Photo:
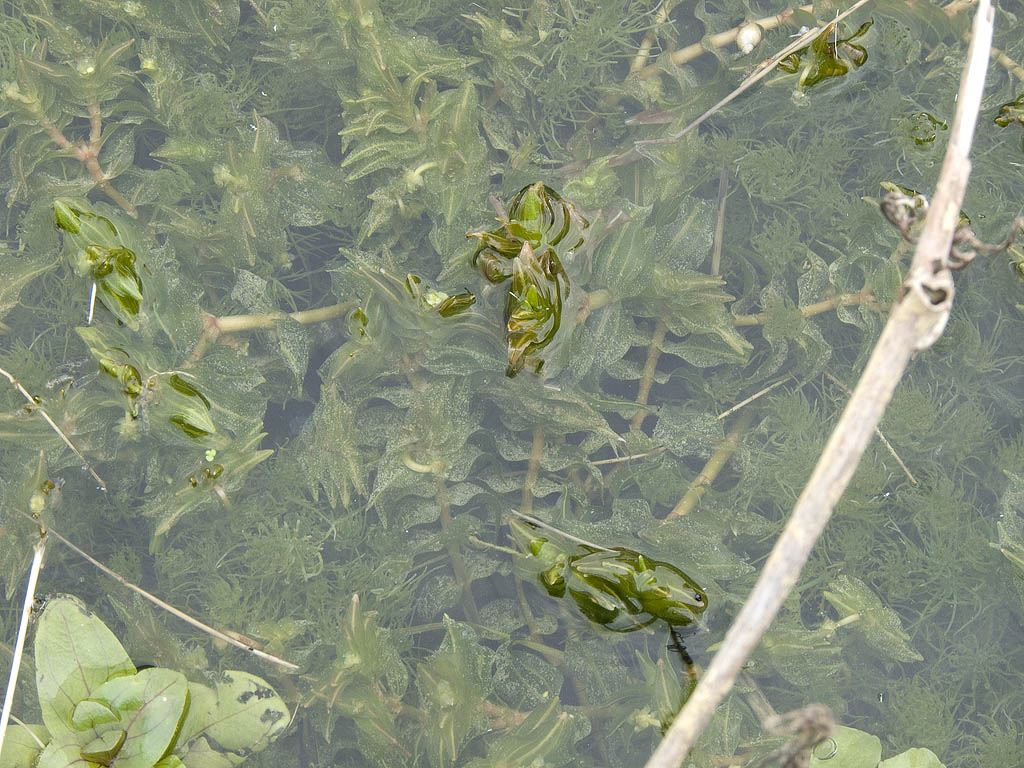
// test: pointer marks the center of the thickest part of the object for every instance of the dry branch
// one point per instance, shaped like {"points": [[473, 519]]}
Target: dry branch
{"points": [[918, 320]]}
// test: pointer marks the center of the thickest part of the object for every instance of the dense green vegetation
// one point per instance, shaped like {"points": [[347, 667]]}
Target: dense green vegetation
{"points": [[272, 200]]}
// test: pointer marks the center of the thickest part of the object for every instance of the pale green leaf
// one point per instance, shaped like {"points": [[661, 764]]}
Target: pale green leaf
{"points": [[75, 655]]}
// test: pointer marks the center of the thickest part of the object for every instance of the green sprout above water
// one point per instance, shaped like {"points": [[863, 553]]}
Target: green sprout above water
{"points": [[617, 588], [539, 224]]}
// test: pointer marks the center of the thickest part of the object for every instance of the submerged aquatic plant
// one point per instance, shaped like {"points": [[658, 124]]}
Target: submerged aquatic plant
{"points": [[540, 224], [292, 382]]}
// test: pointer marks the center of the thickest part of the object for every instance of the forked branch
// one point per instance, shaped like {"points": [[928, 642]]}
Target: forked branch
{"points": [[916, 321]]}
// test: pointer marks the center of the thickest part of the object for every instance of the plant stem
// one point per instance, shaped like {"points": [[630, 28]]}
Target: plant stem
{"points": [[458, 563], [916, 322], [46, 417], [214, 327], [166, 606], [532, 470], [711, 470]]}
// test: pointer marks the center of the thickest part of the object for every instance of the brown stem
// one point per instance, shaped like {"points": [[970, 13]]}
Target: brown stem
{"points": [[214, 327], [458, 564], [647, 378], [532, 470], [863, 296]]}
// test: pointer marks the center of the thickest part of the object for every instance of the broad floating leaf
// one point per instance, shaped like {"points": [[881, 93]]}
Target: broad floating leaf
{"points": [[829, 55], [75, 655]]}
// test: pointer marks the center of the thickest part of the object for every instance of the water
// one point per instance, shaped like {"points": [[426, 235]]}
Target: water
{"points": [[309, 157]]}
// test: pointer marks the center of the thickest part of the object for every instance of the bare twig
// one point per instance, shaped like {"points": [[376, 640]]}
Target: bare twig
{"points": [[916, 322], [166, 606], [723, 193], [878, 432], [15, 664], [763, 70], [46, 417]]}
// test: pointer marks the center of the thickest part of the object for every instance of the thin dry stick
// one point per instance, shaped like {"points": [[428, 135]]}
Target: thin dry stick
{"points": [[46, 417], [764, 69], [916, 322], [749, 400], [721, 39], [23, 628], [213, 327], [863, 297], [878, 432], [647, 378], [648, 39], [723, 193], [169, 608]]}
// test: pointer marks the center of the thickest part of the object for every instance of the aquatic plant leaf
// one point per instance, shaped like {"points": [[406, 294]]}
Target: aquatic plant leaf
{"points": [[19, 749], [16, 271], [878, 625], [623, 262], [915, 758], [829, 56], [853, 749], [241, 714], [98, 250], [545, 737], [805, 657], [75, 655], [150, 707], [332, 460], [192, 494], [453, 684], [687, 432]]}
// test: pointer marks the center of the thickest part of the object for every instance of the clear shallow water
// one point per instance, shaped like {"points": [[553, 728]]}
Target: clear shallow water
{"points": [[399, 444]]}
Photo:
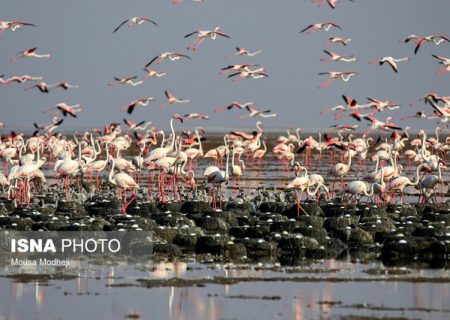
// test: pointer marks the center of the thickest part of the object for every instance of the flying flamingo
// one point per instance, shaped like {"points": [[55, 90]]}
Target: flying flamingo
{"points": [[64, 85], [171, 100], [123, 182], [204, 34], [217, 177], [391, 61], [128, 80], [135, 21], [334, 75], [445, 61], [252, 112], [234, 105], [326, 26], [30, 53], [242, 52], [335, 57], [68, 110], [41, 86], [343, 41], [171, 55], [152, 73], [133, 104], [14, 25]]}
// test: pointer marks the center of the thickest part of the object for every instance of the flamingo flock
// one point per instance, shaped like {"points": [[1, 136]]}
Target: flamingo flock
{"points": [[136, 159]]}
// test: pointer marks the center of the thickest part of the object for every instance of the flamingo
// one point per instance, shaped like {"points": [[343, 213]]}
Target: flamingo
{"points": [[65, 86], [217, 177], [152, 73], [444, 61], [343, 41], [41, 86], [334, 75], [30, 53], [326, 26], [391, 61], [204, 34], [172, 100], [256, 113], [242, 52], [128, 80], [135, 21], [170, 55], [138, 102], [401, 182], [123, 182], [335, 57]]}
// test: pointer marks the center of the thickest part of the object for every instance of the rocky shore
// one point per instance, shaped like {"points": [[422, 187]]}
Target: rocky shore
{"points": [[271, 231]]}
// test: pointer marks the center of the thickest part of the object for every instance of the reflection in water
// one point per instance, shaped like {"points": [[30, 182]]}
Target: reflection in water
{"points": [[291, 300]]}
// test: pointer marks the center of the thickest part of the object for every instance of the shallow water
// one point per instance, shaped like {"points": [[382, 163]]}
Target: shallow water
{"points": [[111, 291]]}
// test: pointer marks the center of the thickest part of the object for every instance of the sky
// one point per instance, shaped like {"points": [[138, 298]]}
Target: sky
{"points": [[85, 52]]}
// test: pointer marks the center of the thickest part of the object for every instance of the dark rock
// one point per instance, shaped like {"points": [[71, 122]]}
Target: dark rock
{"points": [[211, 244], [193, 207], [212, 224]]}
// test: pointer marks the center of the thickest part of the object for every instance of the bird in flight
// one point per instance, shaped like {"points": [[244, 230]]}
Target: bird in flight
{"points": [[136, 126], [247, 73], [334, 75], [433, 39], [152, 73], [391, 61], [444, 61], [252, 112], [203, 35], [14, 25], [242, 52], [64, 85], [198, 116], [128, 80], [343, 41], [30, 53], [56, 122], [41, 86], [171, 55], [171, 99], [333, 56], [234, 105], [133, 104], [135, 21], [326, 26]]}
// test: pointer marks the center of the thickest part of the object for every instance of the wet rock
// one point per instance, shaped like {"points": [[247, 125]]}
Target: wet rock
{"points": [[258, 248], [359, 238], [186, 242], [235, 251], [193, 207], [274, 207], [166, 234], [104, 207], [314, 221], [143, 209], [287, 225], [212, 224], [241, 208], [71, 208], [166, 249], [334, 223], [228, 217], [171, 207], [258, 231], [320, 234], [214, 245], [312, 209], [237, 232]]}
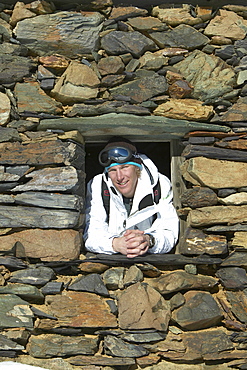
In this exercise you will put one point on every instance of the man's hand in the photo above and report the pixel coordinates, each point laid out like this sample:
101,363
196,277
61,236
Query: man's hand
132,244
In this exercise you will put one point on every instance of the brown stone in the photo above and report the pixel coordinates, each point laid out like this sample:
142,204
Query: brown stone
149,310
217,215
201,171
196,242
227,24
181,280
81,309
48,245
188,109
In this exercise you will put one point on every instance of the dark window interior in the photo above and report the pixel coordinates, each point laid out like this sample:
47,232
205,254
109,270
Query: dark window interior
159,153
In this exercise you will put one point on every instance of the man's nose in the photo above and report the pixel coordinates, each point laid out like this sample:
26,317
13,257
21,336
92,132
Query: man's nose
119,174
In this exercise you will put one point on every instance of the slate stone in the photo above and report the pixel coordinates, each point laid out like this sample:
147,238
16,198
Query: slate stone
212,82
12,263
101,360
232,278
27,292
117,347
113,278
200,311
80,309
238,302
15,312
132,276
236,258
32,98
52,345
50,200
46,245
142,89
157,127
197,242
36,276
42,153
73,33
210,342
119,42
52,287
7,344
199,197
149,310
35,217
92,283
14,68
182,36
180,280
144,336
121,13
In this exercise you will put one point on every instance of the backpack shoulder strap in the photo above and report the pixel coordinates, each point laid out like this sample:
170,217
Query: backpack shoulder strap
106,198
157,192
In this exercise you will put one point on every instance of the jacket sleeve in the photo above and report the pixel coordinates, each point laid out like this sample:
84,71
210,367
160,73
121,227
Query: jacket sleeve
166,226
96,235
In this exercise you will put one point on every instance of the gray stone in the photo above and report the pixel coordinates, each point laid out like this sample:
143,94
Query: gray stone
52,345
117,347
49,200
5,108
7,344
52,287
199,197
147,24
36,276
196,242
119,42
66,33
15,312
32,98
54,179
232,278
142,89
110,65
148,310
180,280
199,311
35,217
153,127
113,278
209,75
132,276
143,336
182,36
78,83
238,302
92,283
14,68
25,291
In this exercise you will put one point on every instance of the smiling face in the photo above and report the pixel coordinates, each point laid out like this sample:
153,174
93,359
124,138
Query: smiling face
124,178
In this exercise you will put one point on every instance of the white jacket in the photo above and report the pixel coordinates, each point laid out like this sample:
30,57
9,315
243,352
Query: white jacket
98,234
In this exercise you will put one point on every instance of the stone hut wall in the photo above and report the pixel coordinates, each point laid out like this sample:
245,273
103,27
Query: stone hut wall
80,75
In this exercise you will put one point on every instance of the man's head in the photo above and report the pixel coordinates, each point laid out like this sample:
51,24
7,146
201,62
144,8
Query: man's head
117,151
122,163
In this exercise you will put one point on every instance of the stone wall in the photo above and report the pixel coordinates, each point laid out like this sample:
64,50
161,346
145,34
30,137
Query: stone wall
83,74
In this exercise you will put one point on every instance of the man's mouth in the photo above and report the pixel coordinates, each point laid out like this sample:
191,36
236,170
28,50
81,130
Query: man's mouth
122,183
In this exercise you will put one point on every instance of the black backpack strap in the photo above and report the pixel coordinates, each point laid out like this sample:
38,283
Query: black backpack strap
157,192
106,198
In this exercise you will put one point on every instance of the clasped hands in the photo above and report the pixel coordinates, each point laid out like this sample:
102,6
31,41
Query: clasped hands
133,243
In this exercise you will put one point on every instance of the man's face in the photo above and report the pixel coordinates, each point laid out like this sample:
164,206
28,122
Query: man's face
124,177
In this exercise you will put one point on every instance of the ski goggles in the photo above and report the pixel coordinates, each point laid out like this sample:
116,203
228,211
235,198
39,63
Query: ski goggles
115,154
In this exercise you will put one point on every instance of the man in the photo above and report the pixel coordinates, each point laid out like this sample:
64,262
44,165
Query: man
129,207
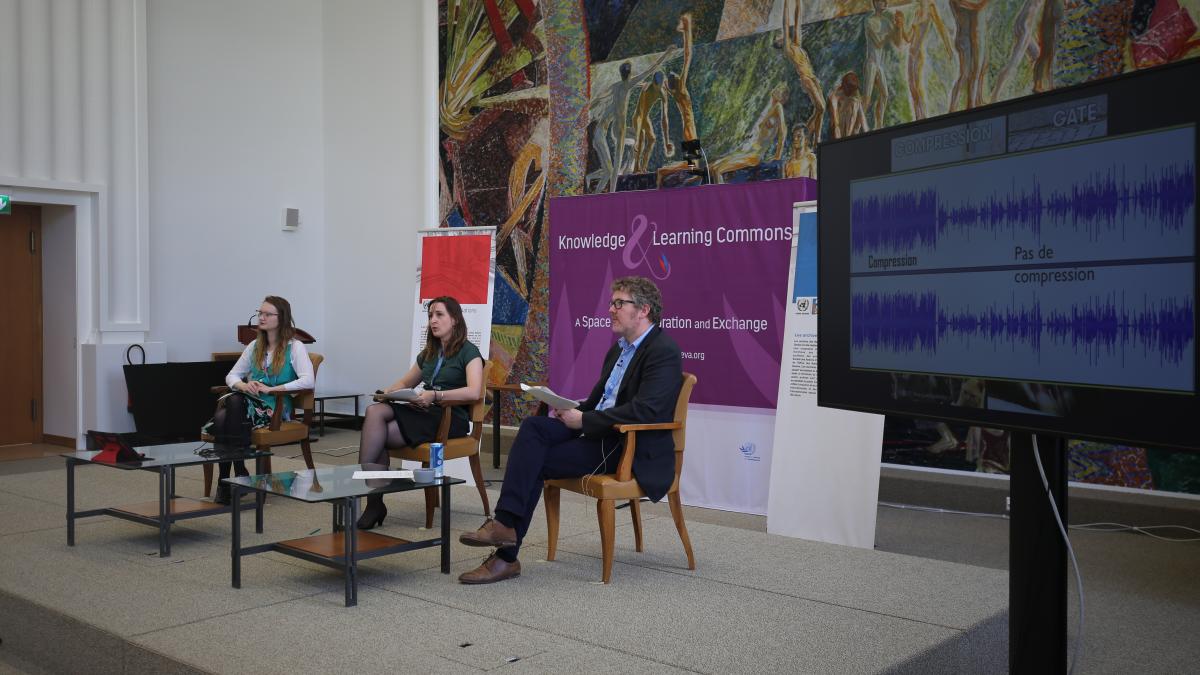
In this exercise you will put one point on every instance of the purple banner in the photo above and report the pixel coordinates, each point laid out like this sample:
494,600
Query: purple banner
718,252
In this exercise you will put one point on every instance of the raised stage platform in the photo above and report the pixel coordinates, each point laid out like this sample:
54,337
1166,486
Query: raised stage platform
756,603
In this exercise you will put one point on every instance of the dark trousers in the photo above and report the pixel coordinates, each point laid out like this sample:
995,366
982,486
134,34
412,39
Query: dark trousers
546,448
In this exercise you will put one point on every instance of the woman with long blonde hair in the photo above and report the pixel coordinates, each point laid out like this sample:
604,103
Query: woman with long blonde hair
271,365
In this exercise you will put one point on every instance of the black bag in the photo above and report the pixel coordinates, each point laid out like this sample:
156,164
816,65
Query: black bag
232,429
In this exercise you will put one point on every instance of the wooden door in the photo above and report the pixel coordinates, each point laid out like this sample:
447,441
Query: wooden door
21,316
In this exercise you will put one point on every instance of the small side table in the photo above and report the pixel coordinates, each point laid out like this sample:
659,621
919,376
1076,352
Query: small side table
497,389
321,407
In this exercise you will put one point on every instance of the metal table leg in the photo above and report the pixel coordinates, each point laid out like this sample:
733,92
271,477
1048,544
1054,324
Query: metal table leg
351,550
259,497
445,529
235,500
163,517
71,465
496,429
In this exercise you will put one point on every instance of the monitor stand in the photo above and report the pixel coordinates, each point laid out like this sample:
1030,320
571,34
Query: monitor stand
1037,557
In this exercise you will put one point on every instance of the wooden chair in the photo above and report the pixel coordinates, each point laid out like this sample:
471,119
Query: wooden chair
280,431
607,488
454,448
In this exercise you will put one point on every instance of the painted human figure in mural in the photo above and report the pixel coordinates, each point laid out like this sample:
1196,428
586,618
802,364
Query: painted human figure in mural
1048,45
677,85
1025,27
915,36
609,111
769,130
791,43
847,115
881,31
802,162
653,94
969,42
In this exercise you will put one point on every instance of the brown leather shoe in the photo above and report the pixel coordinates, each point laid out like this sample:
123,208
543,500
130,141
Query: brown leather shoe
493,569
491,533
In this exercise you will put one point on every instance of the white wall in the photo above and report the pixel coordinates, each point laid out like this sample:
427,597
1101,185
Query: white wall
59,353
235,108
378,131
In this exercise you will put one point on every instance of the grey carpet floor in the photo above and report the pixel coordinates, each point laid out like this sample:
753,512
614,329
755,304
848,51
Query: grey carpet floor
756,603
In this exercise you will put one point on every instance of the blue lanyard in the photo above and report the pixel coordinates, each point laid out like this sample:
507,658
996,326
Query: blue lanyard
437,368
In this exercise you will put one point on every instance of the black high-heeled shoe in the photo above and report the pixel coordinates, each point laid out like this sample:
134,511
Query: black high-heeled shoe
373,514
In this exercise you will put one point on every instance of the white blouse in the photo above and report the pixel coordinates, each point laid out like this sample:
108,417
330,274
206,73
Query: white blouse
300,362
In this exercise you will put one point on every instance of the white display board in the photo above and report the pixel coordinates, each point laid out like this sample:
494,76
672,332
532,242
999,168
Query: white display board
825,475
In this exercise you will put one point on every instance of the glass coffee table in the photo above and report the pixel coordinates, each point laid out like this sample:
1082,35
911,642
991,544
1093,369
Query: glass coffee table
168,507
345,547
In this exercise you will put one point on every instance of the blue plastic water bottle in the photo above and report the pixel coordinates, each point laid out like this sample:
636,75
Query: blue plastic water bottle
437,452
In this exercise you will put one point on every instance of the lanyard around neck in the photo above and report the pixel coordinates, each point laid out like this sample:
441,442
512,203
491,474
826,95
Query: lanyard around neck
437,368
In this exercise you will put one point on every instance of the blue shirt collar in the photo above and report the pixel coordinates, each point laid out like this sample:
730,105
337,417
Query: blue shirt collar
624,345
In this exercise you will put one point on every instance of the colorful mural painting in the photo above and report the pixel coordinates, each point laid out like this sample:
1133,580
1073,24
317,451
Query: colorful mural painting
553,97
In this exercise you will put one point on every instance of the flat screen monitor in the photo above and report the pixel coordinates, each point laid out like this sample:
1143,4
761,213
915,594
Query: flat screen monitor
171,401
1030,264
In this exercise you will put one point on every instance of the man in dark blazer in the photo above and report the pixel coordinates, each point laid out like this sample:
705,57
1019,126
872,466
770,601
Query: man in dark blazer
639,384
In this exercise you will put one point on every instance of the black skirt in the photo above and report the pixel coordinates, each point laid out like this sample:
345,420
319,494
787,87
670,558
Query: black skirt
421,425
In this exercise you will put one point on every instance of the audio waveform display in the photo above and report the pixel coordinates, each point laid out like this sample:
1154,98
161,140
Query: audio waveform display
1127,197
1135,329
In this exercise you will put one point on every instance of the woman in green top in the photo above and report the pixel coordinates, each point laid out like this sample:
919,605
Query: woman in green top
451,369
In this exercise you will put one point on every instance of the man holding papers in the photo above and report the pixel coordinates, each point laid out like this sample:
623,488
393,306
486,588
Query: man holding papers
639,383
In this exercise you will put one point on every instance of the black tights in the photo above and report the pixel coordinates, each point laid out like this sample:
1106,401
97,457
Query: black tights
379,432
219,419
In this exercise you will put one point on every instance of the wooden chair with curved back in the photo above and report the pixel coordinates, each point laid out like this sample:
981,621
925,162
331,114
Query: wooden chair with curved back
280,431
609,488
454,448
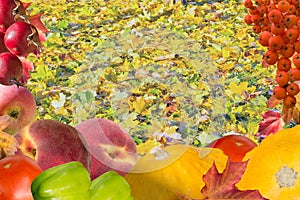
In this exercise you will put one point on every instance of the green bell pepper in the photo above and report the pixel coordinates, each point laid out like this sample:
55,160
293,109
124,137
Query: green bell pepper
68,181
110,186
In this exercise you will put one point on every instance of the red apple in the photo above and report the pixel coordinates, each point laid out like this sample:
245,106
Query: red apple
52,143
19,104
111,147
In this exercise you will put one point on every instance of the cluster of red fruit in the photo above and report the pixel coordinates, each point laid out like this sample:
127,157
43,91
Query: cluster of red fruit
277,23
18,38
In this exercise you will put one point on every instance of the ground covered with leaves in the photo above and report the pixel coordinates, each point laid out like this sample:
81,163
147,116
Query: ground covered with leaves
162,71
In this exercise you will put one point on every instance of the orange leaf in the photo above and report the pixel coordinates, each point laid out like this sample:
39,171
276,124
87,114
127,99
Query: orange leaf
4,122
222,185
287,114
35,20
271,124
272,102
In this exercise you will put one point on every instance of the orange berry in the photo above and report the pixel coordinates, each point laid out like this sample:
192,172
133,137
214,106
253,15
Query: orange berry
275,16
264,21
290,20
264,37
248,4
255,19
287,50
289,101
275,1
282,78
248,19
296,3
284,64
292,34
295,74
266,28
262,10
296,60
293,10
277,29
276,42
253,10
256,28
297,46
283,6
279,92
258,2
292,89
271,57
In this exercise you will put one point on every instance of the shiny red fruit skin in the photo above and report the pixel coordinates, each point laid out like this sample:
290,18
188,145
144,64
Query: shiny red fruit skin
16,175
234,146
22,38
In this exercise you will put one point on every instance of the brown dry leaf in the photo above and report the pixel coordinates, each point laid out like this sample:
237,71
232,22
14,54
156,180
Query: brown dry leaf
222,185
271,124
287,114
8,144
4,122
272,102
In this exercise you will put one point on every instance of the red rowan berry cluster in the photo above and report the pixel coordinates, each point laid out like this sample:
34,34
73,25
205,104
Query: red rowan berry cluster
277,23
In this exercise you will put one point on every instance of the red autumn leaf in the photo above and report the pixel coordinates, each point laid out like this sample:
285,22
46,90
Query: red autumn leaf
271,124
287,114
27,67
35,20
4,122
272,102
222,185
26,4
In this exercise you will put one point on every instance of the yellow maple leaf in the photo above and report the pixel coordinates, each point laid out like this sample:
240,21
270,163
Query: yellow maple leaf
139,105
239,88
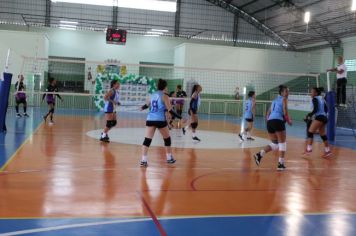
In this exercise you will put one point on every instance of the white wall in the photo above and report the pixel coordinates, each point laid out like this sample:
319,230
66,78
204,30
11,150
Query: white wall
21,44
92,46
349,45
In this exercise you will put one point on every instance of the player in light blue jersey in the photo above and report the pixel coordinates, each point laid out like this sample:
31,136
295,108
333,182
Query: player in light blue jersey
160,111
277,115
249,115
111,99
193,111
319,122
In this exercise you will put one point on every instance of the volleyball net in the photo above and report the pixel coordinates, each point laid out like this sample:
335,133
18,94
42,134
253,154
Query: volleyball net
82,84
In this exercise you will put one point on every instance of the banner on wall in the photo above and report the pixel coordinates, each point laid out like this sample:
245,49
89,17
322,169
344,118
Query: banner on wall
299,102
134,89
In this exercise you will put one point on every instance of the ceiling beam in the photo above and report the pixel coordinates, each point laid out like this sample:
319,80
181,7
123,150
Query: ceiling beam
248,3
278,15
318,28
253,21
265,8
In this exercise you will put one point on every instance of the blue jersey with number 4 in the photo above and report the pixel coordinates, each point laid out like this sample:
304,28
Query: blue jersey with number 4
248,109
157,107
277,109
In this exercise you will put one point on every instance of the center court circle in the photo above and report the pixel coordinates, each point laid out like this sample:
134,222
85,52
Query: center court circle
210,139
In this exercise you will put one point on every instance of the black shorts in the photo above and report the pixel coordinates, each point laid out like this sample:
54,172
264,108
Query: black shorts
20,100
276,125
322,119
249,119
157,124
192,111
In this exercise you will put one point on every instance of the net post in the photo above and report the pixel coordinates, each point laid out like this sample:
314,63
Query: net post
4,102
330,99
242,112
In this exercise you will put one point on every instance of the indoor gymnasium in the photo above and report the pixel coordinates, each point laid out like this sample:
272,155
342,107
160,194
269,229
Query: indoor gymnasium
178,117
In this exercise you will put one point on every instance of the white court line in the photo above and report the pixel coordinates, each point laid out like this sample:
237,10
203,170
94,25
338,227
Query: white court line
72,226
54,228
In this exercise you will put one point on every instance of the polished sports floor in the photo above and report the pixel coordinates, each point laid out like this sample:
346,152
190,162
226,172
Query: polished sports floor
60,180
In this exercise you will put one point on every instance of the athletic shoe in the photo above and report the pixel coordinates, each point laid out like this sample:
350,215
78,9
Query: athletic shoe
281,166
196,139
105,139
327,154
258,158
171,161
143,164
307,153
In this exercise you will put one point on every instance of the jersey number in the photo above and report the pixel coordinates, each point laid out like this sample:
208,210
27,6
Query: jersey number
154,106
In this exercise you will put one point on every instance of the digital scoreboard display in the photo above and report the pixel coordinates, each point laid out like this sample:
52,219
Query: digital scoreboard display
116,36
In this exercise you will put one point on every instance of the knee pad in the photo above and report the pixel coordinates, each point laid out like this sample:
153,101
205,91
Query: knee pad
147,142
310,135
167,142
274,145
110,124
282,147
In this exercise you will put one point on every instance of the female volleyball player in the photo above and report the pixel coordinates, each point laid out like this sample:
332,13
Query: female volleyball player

Problem to work on: Return the lines from the line containing "of the digital" to the end of the entries above, exactly as they appear and with no other output.

Response for this exercise:
In this exercise you will put one point on every instance of the digital scoreboard display in the photo above and report the pixel coordinates, each point laid out like this sample:
52,219
Query: digital scoreboard display
116,36
In this exercise you will put one point on every instance of the knee pad in the photo above and report the pixel coordinates, each point laid out like this sample:
153,101
205,91
Query: knee pad
147,142
310,135
167,142
274,145
110,124
282,147
In this exercise you will put one point on every instance of the female volleyball player in the photo above and report the pixel coordinates, each point laid out like this sample:
332,13
Query: female volleyball player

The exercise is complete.